<<<<

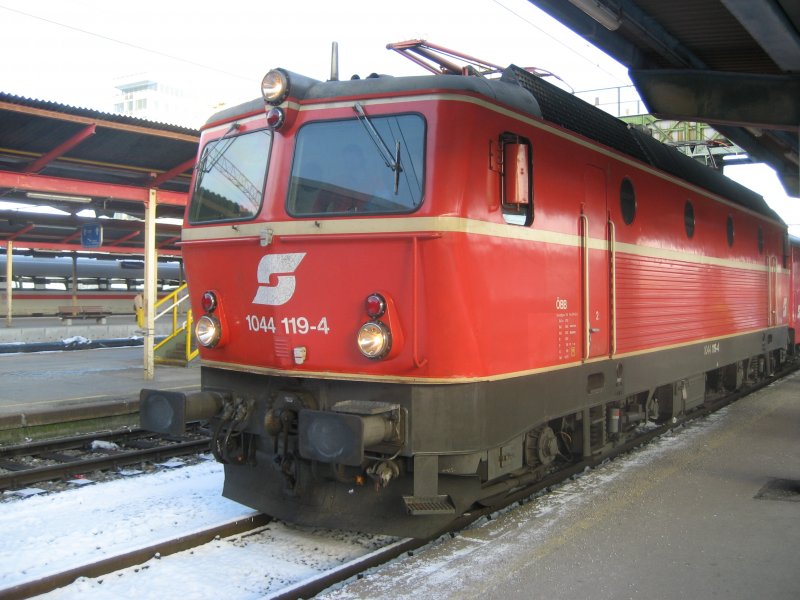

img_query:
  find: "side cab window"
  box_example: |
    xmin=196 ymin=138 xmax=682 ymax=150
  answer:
xmin=500 ymin=133 xmax=533 ymax=226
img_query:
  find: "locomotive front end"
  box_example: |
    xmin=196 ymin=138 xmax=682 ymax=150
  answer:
xmin=140 ymin=70 xmax=452 ymax=530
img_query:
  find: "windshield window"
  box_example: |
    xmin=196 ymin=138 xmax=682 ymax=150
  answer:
xmin=189 ymin=128 xmax=272 ymax=223
xmin=288 ymin=115 xmax=425 ymax=216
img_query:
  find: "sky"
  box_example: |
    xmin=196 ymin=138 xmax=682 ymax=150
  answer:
xmin=0 ymin=0 xmax=800 ymax=234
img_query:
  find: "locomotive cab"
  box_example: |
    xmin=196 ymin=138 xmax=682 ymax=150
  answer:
xmin=140 ymin=51 xmax=788 ymax=535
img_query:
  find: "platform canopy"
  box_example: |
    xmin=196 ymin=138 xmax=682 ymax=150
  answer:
xmin=530 ymin=0 xmax=800 ymax=196
xmin=0 ymin=93 xmax=199 ymax=255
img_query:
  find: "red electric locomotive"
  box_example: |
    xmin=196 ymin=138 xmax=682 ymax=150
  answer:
xmin=141 ymin=43 xmax=795 ymax=535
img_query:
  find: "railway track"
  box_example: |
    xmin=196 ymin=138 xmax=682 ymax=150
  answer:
xmin=0 ymin=365 xmax=796 ymax=600
xmin=0 ymin=429 xmax=210 ymax=491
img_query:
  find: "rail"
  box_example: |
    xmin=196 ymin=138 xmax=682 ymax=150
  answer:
xmin=153 ymin=283 xmax=198 ymax=365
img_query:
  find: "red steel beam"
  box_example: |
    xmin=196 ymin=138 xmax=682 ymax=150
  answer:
xmin=0 ymin=102 xmax=200 ymax=144
xmin=150 ymin=158 xmax=195 ymax=187
xmin=9 ymin=242 xmax=181 ymax=256
xmin=156 ymin=235 xmax=181 ymax=248
xmin=22 ymin=123 xmax=97 ymax=173
xmin=6 ymin=223 xmax=36 ymax=241
xmin=0 ymin=171 xmax=188 ymax=206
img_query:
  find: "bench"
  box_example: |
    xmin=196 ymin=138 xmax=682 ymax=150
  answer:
xmin=56 ymin=306 xmax=111 ymax=325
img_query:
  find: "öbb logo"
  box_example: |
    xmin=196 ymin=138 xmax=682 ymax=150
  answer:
xmin=253 ymin=252 xmax=306 ymax=306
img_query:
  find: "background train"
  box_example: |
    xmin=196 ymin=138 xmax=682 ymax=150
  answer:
xmin=141 ymin=44 xmax=800 ymax=536
xmin=0 ymin=254 xmax=183 ymax=317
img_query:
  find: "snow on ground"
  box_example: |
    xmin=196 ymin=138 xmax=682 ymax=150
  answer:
xmin=320 ymin=408 xmax=728 ymax=600
xmin=0 ymin=396 xmax=748 ymax=600
xmin=0 ymin=461 xmax=253 ymax=588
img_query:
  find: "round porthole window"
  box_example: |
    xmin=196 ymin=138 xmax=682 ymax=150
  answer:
xmin=619 ymin=177 xmax=636 ymax=225
xmin=683 ymin=200 xmax=694 ymax=239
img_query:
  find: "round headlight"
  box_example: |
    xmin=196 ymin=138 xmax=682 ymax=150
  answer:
xmin=194 ymin=315 xmax=222 ymax=348
xmin=261 ymin=69 xmax=289 ymax=104
xmin=358 ymin=321 xmax=392 ymax=359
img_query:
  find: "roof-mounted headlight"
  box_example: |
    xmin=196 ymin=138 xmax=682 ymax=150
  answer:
xmin=261 ymin=69 xmax=289 ymax=106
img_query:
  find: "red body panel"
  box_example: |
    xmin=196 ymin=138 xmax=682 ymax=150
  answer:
xmin=184 ymin=90 xmax=800 ymax=381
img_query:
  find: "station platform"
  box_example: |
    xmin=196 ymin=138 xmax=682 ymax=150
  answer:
xmin=0 ymin=315 xmax=172 ymax=353
xmin=328 ymin=373 xmax=800 ymax=600
xmin=0 ymin=330 xmax=200 ymax=444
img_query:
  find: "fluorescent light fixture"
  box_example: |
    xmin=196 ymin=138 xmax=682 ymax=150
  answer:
xmin=569 ymin=0 xmax=622 ymax=31
xmin=25 ymin=192 xmax=92 ymax=204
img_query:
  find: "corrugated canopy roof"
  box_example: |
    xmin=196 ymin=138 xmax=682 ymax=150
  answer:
xmin=530 ymin=0 xmax=800 ymax=196
xmin=0 ymin=93 xmax=199 ymax=253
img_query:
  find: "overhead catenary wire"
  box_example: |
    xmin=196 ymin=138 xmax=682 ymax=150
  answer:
xmin=0 ymin=4 xmax=252 ymax=81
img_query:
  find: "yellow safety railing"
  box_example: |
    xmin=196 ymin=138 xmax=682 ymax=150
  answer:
xmin=153 ymin=283 xmax=198 ymax=363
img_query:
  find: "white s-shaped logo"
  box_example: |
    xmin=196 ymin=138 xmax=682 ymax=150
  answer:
xmin=253 ymin=252 xmax=306 ymax=306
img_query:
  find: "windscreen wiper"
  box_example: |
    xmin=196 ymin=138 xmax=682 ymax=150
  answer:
xmin=197 ymin=123 xmax=241 ymax=173
xmin=353 ymin=102 xmax=403 ymax=195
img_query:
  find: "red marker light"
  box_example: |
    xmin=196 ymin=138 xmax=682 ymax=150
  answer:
xmin=366 ymin=294 xmax=386 ymax=319
xmin=202 ymin=292 xmax=217 ymax=312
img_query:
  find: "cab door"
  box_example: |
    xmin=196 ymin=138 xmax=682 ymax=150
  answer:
xmin=580 ymin=165 xmax=610 ymax=360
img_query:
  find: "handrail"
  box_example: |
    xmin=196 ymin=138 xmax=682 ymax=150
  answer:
xmin=608 ymin=216 xmax=617 ymax=358
xmin=153 ymin=283 xmax=198 ymax=363
xmin=581 ymin=214 xmax=592 ymax=360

>>>>

**REQUIRED WORK**: Rewrite all the rows above, changing every "img_query" to "image_query" and keeping everything else the same. Leave out the pictures.

**REPLY TO THE EXERCISE**:
image_query:
  find: "side cab window"
  box_example: |
    xmin=196 ymin=138 xmax=682 ymax=150
  answer:
xmin=500 ymin=133 xmax=533 ymax=226
image_query:
  find: "locomotive front end"
  box_example: |
    xmin=196 ymin=138 xmax=682 ymax=150
  answer:
xmin=140 ymin=70 xmax=452 ymax=530
image_query:
  find: "windshield window"
  box_example: |
    xmin=196 ymin=138 xmax=682 ymax=150
  answer:
xmin=189 ymin=128 xmax=272 ymax=223
xmin=288 ymin=115 xmax=425 ymax=216
image_query:
  find: "sky"
  box_example: |
    xmin=196 ymin=138 xmax=682 ymax=150
  answer:
xmin=0 ymin=0 xmax=800 ymax=234
image_query:
  find: "locomotive cab"
  box_example: |
    xmin=196 ymin=138 xmax=682 ymax=150
  answer:
xmin=140 ymin=51 xmax=788 ymax=535
image_query:
  find: "platform canopy"
  box_example: |
    xmin=196 ymin=138 xmax=682 ymax=150
  answer:
xmin=530 ymin=0 xmax=800 ymax=196
xmin=0 ymin=93 xmax=199 ymax=255
image_query:
  find: "red electric locomotive"
  box_example: |
    xmin=196 ymin=138 xmax=682 ymax=150
  answer:
xmin=141 ymin=43 xmax=795 ymax=535
image_query:
  find: "railway track"
  box_example: |
    xmin=196 ymin=138 xmax=682 ymax=150
  answer:
xmin=0 ymin=365 xmax=796 ymax=600
xmin=0 ymin=429 xmax=210 ymax=491
image_query:
  find: "rail"
  box_example: |
    xmin=196 ymin=138 xmax=682 ymax=150
  answer:
xmin=153 ymin=283 xmax=198 ymax=365
image_query:
  find: "red steel beam"
  box_example: |
    xmin=196 ymin=138 xmax=682 ymax=150
  answer:
xmin=0 ymin=102 xmax=200 ymax=144
xmin=150 ymin=158 xmax=195 ymax=187
xmin=9 ymin=242 xmax=181 ymax=256
xmin=156 ymin=235 xmax=181 ymax=248
xmin=22 ymin=123 xmax=97 ymax=173
xmin=6 ymin=223 xmax=36 ymax=241
xmin=0 ymin=171 xmax=188 ymax=206
image_query:
  find: "bench"
  box_example: |
    xmin=196 ymin=138 xmax=682 ymax=150
  answer:
xmin=56 ymin=306 xmax=111 ymax=325
image_query:
  find: "öbb logo"
  box_example: |
    xmin=196 ymin=138 xmax=682 ymax=150
  answer:
xmin=253 ymin=252 xmax=306 ymax=306
image_query:
  find: "background train"
  box_example: |
    xmin=196 ymin=138 xmax=682 ymax=150
  answer:
xmin=141 ymin=44 xmax=800 ymax=536
xmin=0 ymin=254 xmax=183 ymax=317
image_query:
  find: "snow on ground"
  box_example: |
    xmin=196 ymin=138 xmax=682 ymax=150
  answer:
xmin=320 ymin=408 xmax=728 ymax=600
xmin=0 ymin=396 xmax=748 ymax=600
xmin=0 ymin=461 xmax=253 ymax=588
image_query:
  find: "round porthole window"
  box_example: |
    xmin=196 ymin=138 xmax=682 ymax=150
  answer:
xmin=619 ymin=177 xmax=636 ymax=225
xmin=683 ymin=200 xmax=694 ymax=239
image_query:
  find: "round headlight"
  box_example: |
    xmin=196 ymin=138 xmax=682 ymax=150
  answer:
xmin=194 ymin=315 xmax=222 ymax=348
xmin=261 ymin=69 xmax=289 ymax=104
xmin=358 ymin=321 xmax=392 ymax=359
image_query:
  find: "roof-mounted headlight"
  box_example: |
    xmin=196 ymin=138 xmax=682 ymax=150
  answer:
xmin=261 ymin=69 xmax=289 ymax=106
image_query:
  find: "red body panel"
  box_example: |
    xmin=196 ymin=138 xmax=682 ymax=150
  answer:
xmin=184 ymin=90 xmax=800 ymax=381
image_query:
  find: "station platform"
  box_example: |
    xmin=196 ymin=138 xmax=682 ymax=150
  answer:
xmin=0 ymin=315 xmax=172 ymax=353
xmin=328 ymin=373 xmax=800 ymax=600
xmin=0 ymin=330 xmax=200 ymax=444
image_query:
  find: "fluorescent light fixture"
  box_example: |
    xmin=196 ymin=138 xmax=682 ymax=150
  answer:
xmin=569 ymin=0 xmax=622 ymax=31
xmin=25 ymin=192 xmax=92 ymax=204
image_query:
  find: "corrugated canopy roof"
  box_example: |
    xmin=196 ymin=138 xmax=682 ymax=150
  answer:
xmin=530 ymin=0 xmax=800 ymax=196
xmin=0 ymin=93 xmax=199 ymax=253
image_query:
  find: "overhead catenary wire"
  box_example: |
    xmin=196 ymin=138 xmax=682 ymax=150
  answer:
xmin=0 ymin=4 xmax=252 ymax=81
image_query:
  find: "yellow safety railing"
  box_example: |
    xmin=196 ymin=138 xmax=682 ymax=150
  answer:
xmin=153 ymin=283 xmax=198 ymax=363
image_query:
  find: "white s-shaped logo"
  box_example: |
    xmin=196 ymin=138 xmax=682 ymax=150
  answer:
xmin=253 ymin=252 xmax=306 ymax=306
image_query:
  find: "windscreen wiper"
  box_example: |
    xmin=196 ymin=138 xmax=682 ymax=150
  answer:
xmin=197 ymin=123 xmax=241 ymax=173
xmin=353 ymin=102 xmax=403 ymax=195
image_query:
  find: "red marker light"
  box_example: |
    xmin=196 ymin=138 xmax=682 ymax=150
  answer:
xmin=366 ymin=294 xmax=386 ymax=319
xmin=202 ymin=292 xmax=217 ymax=312
image_query:
  find: "cab door"
  box_example: |
    xmin=196 ymin=138 xmax=682 ymax=150
  answer:
xmin=580 ymin=165 xmax=610 ymax=360
image_query:
  find: "handrail"
  box_example: |
    xmin=196 ymin=138 xmax=682 ymax=150
  answer:
xmin=608 ymin=216 xmax=617 ymax=358
xmin=153 ymin=283 xmax=198 ymax=363
xmin=581 ymin=214 xmax=592 ymax=360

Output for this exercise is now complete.